→ **À FAIRE**
A - D'après l'extrait d'entretien, dans quelle ville la personne interrogée a-t-elle été révélée au public ?
B - Relevez tous les noms de lieux géographiques cités dans l'extrait d'entretien.
C - Résumez l'extrait d'entretien en deux phrases.

→ **EXTRAIT D'ENTRETIEN**
En tant que de Bobolais à l’origine et de celui d’artiste musicien, qu’est-ce que vous pensez de la situation économique et culturelle de Bobo-Dioulasso ?

Le nœud de l’activité économique et même culturelle se trouve aujourd’hui implanté à Ouagadougou. C’est une triste réalité. Les jeunes à Bobo-Dioulasso, sont victimes de préjugés. Pourtant, ils sont nombreux à Ouagadougou à faire un chemin glorieux dans bien de domaines. Moi, j’étais à Bobo, mais c’est quand je suis arrivé à Ouagadougou que j’ai été révélé au public. Je pense que c’est une question de moyens financiers et matériels. Et Bobo-Dioulasso manque cruellement de ces moyens. Il faut que nos autorités s’y penchent sérieusement, car il y a beaucoup à faire pour la jeunesse bobolaise. Bobo-Dioulasso a besoin de soutiens de toutes formes.

L’actualité au Burkina est marquée par la mise en place du Sénat dont la finalité selon certaines opinions, aboutira à la modification de l’article de 37. Quel est votre point de vue ?

Le Burkina est un pays pauvre. Il y a des priorités autres que la mise en place d’un Sénat. Les actions réalisées dans le domaine de la santé, de l’éducation...ne sont pas suffisantes. Il faut construire encore plus d’écoles et d’universités... Quant à l’article qui limite le mandat du président, je ne vois pas la nécessité de sa modification. Je suis contre sa modification, mais je déplore le fait que nous n’ayons pas de vrais opposants pour mener une vraie lutte.

→ **DONNÉES FOURNIES**
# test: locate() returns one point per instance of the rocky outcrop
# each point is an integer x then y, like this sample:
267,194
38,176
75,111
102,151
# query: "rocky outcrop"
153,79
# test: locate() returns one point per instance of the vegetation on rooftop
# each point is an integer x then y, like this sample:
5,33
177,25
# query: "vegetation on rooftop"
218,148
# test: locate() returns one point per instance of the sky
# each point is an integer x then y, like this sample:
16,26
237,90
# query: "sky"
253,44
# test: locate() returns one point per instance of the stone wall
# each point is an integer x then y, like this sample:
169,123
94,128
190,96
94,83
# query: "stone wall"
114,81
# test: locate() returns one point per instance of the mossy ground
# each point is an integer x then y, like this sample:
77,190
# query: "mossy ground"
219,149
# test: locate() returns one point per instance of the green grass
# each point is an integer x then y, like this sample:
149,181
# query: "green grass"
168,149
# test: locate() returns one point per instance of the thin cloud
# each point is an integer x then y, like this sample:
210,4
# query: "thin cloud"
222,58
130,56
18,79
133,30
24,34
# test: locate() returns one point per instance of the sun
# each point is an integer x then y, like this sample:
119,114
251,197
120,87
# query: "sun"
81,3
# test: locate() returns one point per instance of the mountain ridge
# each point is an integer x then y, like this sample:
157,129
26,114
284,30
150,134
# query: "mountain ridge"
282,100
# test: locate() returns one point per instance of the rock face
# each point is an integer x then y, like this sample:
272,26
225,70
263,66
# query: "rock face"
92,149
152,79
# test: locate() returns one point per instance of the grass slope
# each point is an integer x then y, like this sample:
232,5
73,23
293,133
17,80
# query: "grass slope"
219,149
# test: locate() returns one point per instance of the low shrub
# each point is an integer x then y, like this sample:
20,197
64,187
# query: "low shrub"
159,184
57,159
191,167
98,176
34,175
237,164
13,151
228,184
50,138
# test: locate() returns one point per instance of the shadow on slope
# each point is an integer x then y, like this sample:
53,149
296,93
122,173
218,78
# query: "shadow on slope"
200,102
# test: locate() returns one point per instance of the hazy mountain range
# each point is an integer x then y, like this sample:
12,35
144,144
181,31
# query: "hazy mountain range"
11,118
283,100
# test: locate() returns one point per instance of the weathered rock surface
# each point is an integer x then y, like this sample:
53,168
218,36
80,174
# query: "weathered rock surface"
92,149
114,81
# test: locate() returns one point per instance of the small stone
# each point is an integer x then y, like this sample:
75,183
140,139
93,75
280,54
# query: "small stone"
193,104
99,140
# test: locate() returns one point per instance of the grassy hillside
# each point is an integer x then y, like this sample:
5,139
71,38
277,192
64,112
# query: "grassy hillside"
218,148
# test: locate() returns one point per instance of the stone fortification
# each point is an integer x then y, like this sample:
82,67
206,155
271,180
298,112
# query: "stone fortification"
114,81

→ **RÉPONSES ATTENDUES**
A - À Ouagadougou.

B - Bobo-Dioulasso (aussi appelée Bobo), Ouagadougou, le Burkina.

C - La personne interrogée estime que l'activité économique et culturelle se concentre aujourd'hui à Ouagadougou et que Bobo-Dioulasso, qui manque cruellement de moyens financiers et matériels, a besoin que les autorités soutiennent sa jeunesse. Jugeant que le Burkina, pays pauvre, a d'autres priorités que la mise en place d'un Sénat, notamment la santé et l'éducation, elle se dit contre la modification de l'article qui limite le mandat du président, tout en déplorant l'absence de vrais opposants.